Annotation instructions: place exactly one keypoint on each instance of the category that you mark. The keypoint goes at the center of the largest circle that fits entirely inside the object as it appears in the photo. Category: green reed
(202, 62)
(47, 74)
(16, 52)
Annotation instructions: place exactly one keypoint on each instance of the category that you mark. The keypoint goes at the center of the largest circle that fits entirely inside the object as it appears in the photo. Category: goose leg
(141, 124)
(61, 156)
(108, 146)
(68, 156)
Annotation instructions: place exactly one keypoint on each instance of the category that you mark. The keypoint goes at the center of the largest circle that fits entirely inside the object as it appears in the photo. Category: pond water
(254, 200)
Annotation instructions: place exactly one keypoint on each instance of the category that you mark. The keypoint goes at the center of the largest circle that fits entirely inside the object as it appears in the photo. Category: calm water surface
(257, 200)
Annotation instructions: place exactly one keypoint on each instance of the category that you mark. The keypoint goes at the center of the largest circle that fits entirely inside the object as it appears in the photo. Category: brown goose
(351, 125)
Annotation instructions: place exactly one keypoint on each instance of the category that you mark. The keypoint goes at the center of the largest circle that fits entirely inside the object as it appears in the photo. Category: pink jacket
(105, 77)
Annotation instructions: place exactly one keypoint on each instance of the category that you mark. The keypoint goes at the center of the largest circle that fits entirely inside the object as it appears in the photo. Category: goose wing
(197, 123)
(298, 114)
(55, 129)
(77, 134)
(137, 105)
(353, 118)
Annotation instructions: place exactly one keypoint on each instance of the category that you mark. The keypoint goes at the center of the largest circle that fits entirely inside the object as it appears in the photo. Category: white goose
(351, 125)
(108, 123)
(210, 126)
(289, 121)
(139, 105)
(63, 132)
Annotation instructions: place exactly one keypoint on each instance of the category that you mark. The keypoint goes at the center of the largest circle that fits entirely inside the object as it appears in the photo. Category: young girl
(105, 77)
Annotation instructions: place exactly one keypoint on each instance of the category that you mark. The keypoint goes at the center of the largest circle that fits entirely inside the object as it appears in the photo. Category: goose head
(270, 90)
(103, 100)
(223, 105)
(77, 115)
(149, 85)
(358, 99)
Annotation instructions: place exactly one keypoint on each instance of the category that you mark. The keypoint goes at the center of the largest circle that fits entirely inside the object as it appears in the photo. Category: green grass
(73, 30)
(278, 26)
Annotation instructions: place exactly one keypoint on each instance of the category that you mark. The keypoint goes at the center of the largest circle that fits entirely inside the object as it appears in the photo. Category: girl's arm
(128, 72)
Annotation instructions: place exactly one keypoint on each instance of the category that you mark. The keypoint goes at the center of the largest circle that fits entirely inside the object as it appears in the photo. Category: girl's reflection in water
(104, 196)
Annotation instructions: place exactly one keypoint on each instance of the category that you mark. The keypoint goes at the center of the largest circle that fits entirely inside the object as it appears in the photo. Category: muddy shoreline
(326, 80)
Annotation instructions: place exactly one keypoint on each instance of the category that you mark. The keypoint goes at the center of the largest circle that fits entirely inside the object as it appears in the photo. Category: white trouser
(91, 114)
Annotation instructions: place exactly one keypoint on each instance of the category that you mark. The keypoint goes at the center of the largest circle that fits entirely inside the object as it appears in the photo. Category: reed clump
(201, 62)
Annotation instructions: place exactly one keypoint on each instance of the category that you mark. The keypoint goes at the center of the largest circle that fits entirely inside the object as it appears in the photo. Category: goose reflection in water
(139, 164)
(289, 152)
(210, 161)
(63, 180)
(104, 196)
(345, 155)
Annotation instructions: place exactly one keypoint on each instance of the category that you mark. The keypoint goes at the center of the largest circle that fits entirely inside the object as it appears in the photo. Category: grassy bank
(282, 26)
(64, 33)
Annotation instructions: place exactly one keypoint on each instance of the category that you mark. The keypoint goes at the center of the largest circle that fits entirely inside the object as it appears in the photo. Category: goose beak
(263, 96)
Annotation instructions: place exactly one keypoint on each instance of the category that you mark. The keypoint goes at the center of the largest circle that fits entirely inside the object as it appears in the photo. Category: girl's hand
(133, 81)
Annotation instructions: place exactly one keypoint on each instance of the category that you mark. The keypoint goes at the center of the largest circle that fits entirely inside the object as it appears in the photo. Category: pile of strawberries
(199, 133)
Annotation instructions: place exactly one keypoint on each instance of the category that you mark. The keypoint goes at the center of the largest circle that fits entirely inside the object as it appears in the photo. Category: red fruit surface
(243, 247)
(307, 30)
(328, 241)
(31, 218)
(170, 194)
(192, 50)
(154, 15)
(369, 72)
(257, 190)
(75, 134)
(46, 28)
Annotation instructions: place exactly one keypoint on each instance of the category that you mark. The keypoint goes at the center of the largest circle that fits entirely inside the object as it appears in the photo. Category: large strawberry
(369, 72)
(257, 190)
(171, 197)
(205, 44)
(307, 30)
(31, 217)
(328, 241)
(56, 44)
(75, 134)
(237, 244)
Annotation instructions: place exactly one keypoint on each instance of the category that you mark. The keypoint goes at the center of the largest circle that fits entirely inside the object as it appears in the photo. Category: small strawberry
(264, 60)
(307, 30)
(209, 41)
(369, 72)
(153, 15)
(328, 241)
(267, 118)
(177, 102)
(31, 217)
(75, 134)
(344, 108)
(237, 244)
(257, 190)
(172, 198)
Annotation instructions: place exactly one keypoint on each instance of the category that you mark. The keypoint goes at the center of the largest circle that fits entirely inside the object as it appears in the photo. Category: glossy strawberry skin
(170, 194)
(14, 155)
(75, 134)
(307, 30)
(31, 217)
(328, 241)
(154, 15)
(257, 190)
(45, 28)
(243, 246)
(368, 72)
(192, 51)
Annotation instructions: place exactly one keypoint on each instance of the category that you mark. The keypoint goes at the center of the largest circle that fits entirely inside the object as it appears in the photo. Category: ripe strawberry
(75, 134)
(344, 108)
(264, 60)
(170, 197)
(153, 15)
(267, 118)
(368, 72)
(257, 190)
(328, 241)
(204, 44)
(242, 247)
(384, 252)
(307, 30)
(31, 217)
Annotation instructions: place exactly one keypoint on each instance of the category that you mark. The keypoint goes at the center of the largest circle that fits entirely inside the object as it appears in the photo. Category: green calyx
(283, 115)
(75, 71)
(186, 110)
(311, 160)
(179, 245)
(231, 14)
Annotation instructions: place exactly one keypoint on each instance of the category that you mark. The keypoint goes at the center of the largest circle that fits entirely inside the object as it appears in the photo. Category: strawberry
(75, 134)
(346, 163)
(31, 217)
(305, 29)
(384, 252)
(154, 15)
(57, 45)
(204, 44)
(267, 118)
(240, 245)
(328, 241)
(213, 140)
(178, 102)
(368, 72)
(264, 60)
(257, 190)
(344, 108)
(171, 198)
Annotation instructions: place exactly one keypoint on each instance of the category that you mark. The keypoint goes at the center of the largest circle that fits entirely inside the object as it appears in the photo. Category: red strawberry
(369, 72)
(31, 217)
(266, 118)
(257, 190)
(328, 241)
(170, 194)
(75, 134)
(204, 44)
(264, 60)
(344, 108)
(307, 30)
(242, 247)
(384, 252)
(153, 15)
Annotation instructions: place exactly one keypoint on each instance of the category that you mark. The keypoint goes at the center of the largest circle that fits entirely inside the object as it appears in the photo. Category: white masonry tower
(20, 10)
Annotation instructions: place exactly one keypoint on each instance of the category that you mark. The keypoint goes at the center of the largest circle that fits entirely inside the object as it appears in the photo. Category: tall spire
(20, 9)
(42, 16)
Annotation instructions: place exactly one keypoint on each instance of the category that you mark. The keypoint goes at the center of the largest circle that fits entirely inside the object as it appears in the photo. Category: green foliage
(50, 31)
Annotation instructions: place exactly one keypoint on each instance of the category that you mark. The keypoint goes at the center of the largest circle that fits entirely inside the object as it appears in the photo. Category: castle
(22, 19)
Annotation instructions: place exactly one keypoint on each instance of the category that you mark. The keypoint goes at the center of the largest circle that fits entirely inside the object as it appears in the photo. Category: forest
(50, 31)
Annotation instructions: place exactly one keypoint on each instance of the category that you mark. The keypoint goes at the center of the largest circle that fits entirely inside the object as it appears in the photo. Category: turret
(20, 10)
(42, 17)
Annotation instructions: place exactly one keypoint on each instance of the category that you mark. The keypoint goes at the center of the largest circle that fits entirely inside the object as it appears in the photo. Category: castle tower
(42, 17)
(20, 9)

○ ○ ○ ○ ○ ○ ○

| Instructions for the task |
Reproduce each line, exactly as it appears, from the one that contains "photo. Category: forest" through the last line of the records. Add no other lines.

| Answer box |
Annotation instructions: place exactly one keypoint on each instance of the category that you mark. The keypoint goes at the center of the largest circle that fits entirely inside the object as it appears in the photo. Category: forest
(50, 31)
Annotation instructions: place exactly one keypoint on each instance of the category that you mark. The keypoint goes at the center of the largest circle that fits entirely inside the object as it appears in the photo. Category: turret
(20, 10)
(42, 17)
Annotation instructions: place exactly one keypoint on each instance of the category that you mark. The keypoint goes at the center of the largest circle that fits entirely inside the object as it appears in the photo. Category: castle tower
(42, 17)
(20, 9)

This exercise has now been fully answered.